__EXERCISE PROMPT__
Below is a listing; return it in full, exactly as it appears.

----

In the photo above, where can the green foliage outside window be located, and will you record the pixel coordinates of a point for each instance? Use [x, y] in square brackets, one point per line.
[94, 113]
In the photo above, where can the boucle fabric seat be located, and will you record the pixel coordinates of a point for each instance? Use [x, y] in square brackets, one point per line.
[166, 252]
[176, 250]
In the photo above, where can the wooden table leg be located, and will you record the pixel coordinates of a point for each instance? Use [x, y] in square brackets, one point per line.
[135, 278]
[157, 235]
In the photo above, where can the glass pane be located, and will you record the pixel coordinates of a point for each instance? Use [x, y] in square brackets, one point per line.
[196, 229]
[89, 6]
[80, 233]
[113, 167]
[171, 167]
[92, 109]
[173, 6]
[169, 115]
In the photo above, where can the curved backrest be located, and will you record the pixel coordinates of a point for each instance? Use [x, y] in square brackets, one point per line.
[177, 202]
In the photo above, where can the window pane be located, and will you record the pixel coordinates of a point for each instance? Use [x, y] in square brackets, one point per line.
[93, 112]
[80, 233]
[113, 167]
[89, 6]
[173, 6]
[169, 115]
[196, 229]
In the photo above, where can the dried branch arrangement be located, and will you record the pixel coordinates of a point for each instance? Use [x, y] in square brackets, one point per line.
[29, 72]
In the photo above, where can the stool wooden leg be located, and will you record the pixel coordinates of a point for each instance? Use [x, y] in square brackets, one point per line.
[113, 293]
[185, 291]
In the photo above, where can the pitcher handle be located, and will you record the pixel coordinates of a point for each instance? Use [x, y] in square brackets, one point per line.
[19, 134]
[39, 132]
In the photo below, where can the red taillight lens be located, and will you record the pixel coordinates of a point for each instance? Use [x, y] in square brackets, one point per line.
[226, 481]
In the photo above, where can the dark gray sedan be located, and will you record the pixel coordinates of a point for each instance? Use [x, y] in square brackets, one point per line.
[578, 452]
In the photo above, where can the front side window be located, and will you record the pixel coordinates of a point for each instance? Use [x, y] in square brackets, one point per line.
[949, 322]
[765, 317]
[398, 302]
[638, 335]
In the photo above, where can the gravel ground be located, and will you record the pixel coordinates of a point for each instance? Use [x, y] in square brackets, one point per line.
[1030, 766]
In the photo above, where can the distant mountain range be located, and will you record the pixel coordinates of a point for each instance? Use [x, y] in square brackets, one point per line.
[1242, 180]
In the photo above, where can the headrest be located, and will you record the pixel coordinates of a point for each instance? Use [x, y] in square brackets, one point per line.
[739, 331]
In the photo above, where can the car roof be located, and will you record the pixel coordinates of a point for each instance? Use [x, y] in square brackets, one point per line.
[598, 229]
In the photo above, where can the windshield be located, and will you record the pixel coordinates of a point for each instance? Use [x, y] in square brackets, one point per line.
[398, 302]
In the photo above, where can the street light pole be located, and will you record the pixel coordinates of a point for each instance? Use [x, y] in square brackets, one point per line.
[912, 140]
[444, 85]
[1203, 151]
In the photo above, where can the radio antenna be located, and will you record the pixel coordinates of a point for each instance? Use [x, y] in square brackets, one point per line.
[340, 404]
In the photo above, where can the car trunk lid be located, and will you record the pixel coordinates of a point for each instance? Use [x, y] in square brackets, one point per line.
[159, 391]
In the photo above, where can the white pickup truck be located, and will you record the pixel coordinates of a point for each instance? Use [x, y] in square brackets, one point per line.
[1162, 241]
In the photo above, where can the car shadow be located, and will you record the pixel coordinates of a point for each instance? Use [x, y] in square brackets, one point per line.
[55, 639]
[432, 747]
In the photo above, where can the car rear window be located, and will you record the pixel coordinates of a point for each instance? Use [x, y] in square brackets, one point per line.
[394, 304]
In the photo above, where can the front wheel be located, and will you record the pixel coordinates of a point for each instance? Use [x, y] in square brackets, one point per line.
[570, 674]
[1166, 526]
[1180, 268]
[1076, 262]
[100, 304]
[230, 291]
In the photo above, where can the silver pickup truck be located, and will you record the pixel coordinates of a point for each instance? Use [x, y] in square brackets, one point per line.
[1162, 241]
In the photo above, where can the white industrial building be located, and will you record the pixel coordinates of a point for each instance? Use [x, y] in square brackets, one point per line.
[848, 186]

----

__RESPONSE FOR THIS EXERCISE__
In the photo above, where can the green foliage outside window be located, and will you record the pixel coordinates of a point for each instance? Use [x, y] in square brackets, one point per line.
[94, 113]
In the photo above, where can the boucle fabric seat be located, and will you record the pixel coordinates of a point for each instance? Use [x, y] in square brackets, one point per line.
[166, 252]
[176, 250]
In the photo above, where can the wooden table leg be located, and will you record the pixel coordinates of a point for each instance? Use [x, y] in square brackets, one point per line.
[135, 278]
[157, 235]
In the photo above, where can the glass pane be located, and will you record the pixel coordinates of a point for each instance? Use [x, y] in square brackets, one point per line.
[196, 229]
[89, 6]
[80, 233]
[113, 167]
[171, 167]
[92, 109]
[173, 6]
[169, 115]
In the photo above, where can the curved backrest be located, and will you record the pixel coordinates of a point for each instance? Use [x, y] in square brackets, one point per line.
[177, 202]
In the photo above, where can the window pane be located, and will you record the pixel coordinates of a point for each instance? Use [x, y] in square brackets, one point per line.
[93, 112]
[80, 233]
[113, 167]
[89, 6]
[173, 6]
[169, 115]
[196, 229]
In the photo above, where can the dried branch arrangement be located, and will you record the pixel coordinates of a point for each instance? Use [x, y] in square brackets, one point per line.
[29, 72]
In the photo above, where can the stool wooden leg be located, and will you record the pixel coordinates of a point for each instance? Use [x, y] in square brackets, one point per line.
[113, 293]
[185, 291]
In the photo above, where can the pitcher handle be located, and will you record the pixel coordinates of a point for each instance? Use [x, y] in square brackets, one point per line.
[19, 134]
[39, 132]
In the photo below, where can the red taillight lens be located, and will you record the pixel coordinates of a point for each instance? Use [x, y] in square brackets, one point per line.
[226, 481]
In the photo above, where can the dark gray sedan be located, and will you record the pixel coordinates of a point for each instance? Use [x, y] in square brackets, one point per line.
[578, 452]
In the photo above, where can the front side window be located, and will you record the pixel coordinates of a point for each instance? Use [x, y] in square brackets, one point per line.
[949, 322]
[765, 317]
[398, 302]
[638, 335]
In the photo above, where can the gravel ground be located, and will you record the pixel coordinates of a point for each instance? Use [x, y] in square brackets, one point per line.
[1030, 766]
In the photo above, where can the distant mountain range be located, and will you record the pixel coordinates of a point for each instance? Use [x, y] in square brackets, one point per line.
[1242, 180]
In the photo above, where can the headrest be located, and will you record the pixel coordinates of a point for each instance? Use [x, y] in square brackets, one point per line.
[739, 331]
In the photo above, where can the car roof be located, and will you record the pixel coordinates of a point for each instance? Use [x, y] in square brackets, one point per line.
[598, 229]
In the photo above, where can the windshield be located, and will you record the pixel coordinates of a point for each instance? Use [x, y] in square brackets, one point per line.
[398, 302]
In the photo above, where can the street light pole be located, and will you record the pixel coordinates of a point for each instance? Use [x, y] in square brackets, one point per line.
[912, 140]
[444, 85]
[1203, 151]
In the photo above, where can the radio antenna be located, and will you record the pixel coordinates of a point for each instance? Use [x, y] in square brackets, one point per line.
[340, 404]
In the photo above, where can the car trunk lid be located, and will you record the pixel coordinates of a point for each instance? Use [x, y] in square brackets, one point per line.
[159, 391]
In the photo above, where can the white pickup truck be located, and will you record the pixel coordinates of a point for each instance? Use [x, y] in square brackets, one point per line.
[1162, 241]
In the photo above, where can the car shadow be located, and will you record the pixel coordinates of a point for each instance? Use [x, y] in square brackets, one point per line.
[55, 639]
[432, 747]
In the photo above, where can the car rear window be located, and will you record the pixel coordinates of a point for each instance? Use [x, y] in square brackets, one point per line.
[394, 304]
In the photo above, where can the front wheel be located, and will you record the pixel coordinates of a point for each instance? Use [x, y] in square brackets, one point per line.
[570, 674]
[1166, 526]
[1180, 268]
[1076, 262]
[100, 304]
[230, 291]
In the photo above, where can the silver pickup truck be located, and will you record the pixel coordinates of a point for each instance? Use [x, y] in square brackets, one point per line.
[1162, 241]
In the photo above, where can the white industrial building be located, and will you record the pixel coordinates of a point for each instance? Use [x, y] in square brackets, one point per line.
[848, 186]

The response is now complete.